### Exercises
(1) Copy the passage from the text about Councilman Ed Miller's reports starting with "Councilman Ed Miller’s bi-monthly reports" and going on through "publishing the material.", replacing "Record Gazette" with "local paper".
(2) According to the text about Councilman Ed Miller's reports, what did the Record Gazette suggest Miller do?

### Text
>>>
Councilman Ed Miller’s Bi-Monthly Council Report

Councilman Ed Miller’s Bi-Monthly Council Report – Now At The Banning Informer


5/19/15 – Lately, you may have enjoyed reading councilman Ed Miller’s regular bi-monthly Council reports, published in the Record Gazette. Presented factually and without political bias, Miller’s reports offer a much needed public service. Through his work, issues that are often not covered by the media are brought to the attention of the public.

Councilman Ed Miller's bi-monthly reports will now be published by The Banning Informer

Councilman Ed Miller’s bi-monthly reports will now be published by The Banning Informer

Ed Miller says he was just notified by the Record Gazette that his Council reports will no longer be published. Miller states that the paper suggested he pay for publishing the material.



Does the Record Gazette’s editor see Miller’s reports as being of no value to the citizens of Banning?

In the past the paper, its reporter David Heiss as well as its columnist Gail Paparian have been accused of publishing poorly researched, incomplete, misleading and sometimes even outright false information. Record Gazette articles often had the effect of discrediting the city council, in particular Don Peterson and, to a lesser degree, Ed Miller himself.
<<<
### Provided information
>>>
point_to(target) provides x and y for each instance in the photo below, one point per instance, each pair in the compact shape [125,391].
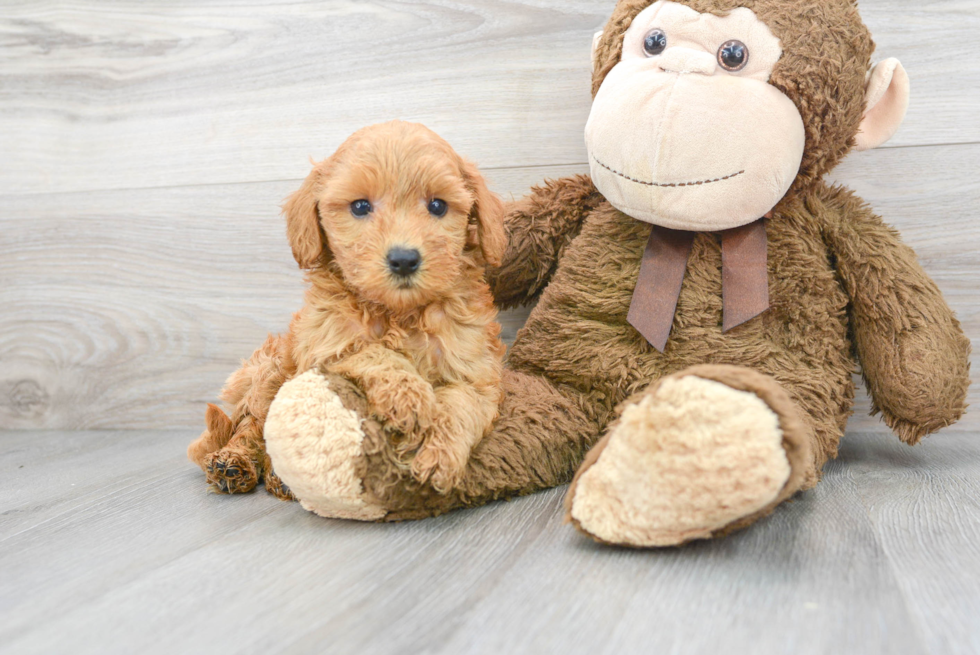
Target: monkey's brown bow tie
[744,279]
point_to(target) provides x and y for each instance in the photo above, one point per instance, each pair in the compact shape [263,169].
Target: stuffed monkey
[702,298]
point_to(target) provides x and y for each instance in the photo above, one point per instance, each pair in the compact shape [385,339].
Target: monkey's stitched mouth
[660,184]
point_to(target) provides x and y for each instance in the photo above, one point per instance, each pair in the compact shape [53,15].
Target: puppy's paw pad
[230,472]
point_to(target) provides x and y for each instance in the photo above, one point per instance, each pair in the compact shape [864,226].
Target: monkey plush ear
[488,213]
[303,220]
[886,101]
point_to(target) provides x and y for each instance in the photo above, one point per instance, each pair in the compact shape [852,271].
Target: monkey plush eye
[655,42]
[361,208]
[438,208]
[733,55]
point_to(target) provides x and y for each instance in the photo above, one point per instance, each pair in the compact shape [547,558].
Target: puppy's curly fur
[425,347]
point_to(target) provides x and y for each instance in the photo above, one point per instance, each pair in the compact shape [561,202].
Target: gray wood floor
[144,149]
[109,543]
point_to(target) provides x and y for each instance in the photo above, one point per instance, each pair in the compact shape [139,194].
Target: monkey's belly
[578,334]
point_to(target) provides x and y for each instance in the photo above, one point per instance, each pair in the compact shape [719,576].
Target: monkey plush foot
[314,441]
[690,458]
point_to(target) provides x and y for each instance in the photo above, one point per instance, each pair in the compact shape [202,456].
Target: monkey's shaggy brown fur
[844,290]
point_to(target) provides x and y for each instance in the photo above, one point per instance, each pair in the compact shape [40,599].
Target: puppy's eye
[361,208]
[438,207]
[733,55]
[655,42]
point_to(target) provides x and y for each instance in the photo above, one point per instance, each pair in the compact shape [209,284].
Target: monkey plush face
[685,131]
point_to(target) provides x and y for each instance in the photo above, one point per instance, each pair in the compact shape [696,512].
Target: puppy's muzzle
[404,262]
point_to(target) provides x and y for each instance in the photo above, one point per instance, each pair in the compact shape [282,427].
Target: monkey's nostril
[404,262]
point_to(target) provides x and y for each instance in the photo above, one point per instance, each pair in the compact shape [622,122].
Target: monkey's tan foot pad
[230,472]
[315,443]
[690,458]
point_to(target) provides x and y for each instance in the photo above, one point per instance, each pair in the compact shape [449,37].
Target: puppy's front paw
[441,461]
[406,402]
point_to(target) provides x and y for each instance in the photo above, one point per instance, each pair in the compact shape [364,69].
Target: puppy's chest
[425,348]
[427,351]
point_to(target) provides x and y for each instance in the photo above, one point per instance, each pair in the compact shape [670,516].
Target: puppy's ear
[488,212]
[303,220]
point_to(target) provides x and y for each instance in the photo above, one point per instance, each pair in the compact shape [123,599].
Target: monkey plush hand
[703,296]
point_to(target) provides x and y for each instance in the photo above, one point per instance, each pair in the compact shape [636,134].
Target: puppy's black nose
[403,262]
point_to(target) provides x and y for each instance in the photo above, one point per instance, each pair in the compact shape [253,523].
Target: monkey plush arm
[539,227]
[914,356]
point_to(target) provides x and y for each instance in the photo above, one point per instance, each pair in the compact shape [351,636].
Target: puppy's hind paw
[229,472]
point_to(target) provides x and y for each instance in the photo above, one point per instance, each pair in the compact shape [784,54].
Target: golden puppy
[395,230]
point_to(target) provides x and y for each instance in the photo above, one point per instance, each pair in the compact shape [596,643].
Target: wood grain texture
[177,92]
[129,308]
[110,544]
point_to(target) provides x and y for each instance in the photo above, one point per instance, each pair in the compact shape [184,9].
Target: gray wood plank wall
[146,147]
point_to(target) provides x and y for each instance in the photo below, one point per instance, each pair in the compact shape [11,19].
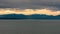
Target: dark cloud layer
[30,4]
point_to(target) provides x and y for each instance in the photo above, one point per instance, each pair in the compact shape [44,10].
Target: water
[29,26]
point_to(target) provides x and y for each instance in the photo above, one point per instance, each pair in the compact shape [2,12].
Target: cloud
[45,11]
[30,4]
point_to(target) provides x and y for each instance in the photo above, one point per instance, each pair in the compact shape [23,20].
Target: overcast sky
[30,4]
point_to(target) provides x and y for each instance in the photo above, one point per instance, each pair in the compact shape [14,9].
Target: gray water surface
[29,26]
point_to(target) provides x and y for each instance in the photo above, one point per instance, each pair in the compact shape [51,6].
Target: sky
[49,7]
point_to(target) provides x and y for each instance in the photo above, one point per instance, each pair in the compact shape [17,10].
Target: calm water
[29,26]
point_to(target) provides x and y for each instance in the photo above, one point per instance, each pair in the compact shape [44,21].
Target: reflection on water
[29,26]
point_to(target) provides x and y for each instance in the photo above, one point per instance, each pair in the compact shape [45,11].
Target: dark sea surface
[29,26]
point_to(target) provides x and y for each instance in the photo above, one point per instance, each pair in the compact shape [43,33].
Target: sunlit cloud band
[29,11]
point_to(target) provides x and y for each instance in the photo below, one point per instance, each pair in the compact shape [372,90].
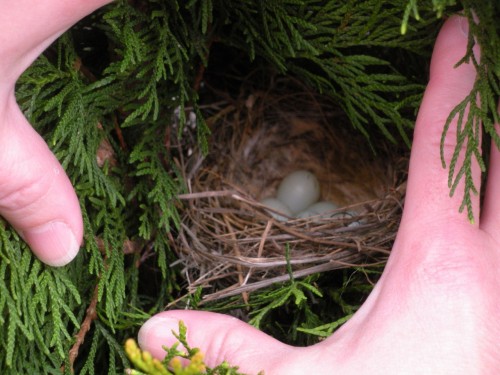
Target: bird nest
[229,243]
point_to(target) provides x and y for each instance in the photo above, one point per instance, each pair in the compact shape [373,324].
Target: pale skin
[435,309]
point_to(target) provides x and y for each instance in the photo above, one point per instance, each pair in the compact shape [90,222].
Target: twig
[90,316]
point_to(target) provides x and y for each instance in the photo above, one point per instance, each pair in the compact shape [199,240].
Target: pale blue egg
[299,190]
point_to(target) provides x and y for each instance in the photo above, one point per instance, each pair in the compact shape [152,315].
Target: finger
[27,27]
[428,190]
[219,337]
[36,196]
[490,212]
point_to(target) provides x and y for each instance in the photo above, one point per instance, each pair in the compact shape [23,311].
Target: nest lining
[230,244]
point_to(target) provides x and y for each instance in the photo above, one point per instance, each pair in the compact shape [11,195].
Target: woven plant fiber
[230,244]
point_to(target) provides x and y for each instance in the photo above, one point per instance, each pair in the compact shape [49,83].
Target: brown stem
[90,316]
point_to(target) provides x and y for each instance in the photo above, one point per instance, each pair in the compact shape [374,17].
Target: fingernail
[53,243]
[157,332]
[464,25]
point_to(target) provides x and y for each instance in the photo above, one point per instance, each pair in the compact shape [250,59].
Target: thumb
[219,337]
[36,196]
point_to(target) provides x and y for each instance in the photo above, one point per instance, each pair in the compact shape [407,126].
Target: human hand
[36,196]
[435,309]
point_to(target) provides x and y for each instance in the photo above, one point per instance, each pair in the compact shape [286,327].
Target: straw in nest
[230,243]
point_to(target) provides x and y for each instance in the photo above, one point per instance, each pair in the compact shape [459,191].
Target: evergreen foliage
[134,84]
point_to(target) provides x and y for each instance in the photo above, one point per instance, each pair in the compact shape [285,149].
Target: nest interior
[229,243]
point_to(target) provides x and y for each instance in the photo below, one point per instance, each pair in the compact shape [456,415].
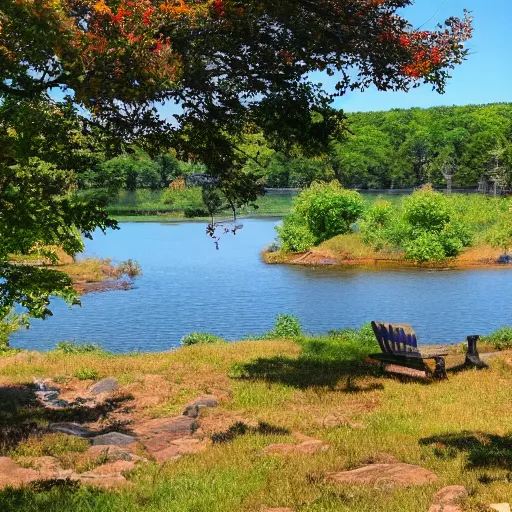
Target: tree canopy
[229,66]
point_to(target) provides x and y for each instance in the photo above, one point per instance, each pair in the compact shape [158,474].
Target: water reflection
[187,285]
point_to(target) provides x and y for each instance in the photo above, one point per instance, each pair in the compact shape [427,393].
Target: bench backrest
[395,337]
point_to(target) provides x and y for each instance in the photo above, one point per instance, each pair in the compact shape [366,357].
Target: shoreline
[319,258]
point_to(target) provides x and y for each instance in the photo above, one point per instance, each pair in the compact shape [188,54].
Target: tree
[227,64]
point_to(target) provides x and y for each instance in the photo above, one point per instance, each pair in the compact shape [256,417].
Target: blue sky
[486,77]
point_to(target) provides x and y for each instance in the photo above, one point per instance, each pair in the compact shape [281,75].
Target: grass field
[158,204]
[459,428]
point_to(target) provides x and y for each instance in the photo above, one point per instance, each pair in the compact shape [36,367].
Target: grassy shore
[166,205]
[350,250]
[89,274]
[459,429]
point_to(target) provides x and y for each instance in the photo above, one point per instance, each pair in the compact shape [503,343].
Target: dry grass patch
[459,429]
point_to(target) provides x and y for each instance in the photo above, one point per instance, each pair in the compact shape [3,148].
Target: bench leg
[472,356]
[440,370]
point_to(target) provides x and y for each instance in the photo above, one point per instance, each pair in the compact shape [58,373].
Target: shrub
[295,235]
[427,210]
[130,268]
[375,223]
[73,347]
[287,326]
[51,445]
[86,374]
[500,339]
[200,338]
[329,209]
[363,336]
[425,247]
[191,211]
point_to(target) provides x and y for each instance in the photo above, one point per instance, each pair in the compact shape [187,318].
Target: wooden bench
[399,346]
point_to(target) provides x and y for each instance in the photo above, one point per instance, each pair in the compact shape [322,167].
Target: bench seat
[399,346]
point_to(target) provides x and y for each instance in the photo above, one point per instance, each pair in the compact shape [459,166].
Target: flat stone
[13,475]
[102,481]
[58,403]
[378,475]
[447,499]
[113,453]
[110,469]
[73,429]
[47,466]
[308,447]
[192,409]
[114,438]
[180,447]
[107,385]
[501,507]
[334,420]
[381,458]
[179,426]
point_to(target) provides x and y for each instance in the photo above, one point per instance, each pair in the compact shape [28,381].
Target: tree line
[379,150]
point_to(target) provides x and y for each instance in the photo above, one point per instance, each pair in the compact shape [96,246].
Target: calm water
[188,286]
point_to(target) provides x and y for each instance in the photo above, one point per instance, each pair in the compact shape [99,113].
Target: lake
[187,285]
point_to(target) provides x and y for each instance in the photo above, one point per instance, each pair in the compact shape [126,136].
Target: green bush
[500,339]
[87,374]
[73,347]
[363,336]
[427,210]
[375,223]
[51,445]
[329,209]
[295,235]
[191,211]
[287,326]
[200,338]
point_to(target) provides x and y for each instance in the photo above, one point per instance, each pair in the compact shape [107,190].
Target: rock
[335,420]
[379,475]
[381,458]
[158,434]
[13,475]
[47,466]
[103,481]
[447,499]
[115,438]
[113,453]
[110,469]
[505,259]
[73,429]
[107,385]
[192,409]
[308,447]
[107,475]
[500,507]
[179,425]
[179,447]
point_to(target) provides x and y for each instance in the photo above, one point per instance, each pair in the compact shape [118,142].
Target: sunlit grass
[294,386]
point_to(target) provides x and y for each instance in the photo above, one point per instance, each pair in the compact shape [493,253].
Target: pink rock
[447,499]
[378,475]
[179,447]
[13,475]
[308,447]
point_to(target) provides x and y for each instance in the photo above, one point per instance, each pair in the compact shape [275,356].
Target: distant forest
[401,148]
[393,149]
[407,148]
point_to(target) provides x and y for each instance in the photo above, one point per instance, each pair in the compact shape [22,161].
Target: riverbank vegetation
[269,391]
[187,203]
[425,227]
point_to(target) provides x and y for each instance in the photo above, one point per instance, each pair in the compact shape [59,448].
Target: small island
[329,225]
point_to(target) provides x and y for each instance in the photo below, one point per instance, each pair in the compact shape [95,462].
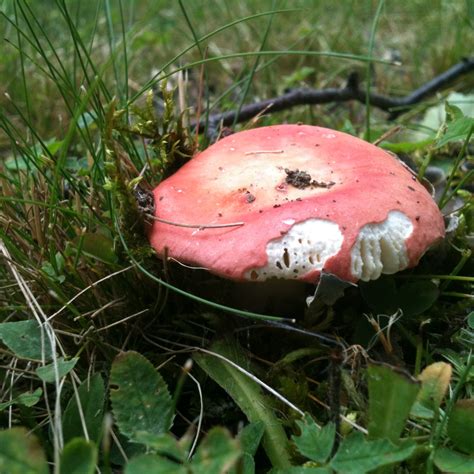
<<<
### In response
(1)
Councilman Ed Miller’s bi-monthly reports will now be published by The Banning Informer

Ed Miller says he was just notified by the local paper that his Council reports will no longer be published. Miller states that the paper suggested he pay for publishing the material.

(2) It suggested he pay for publishing the material.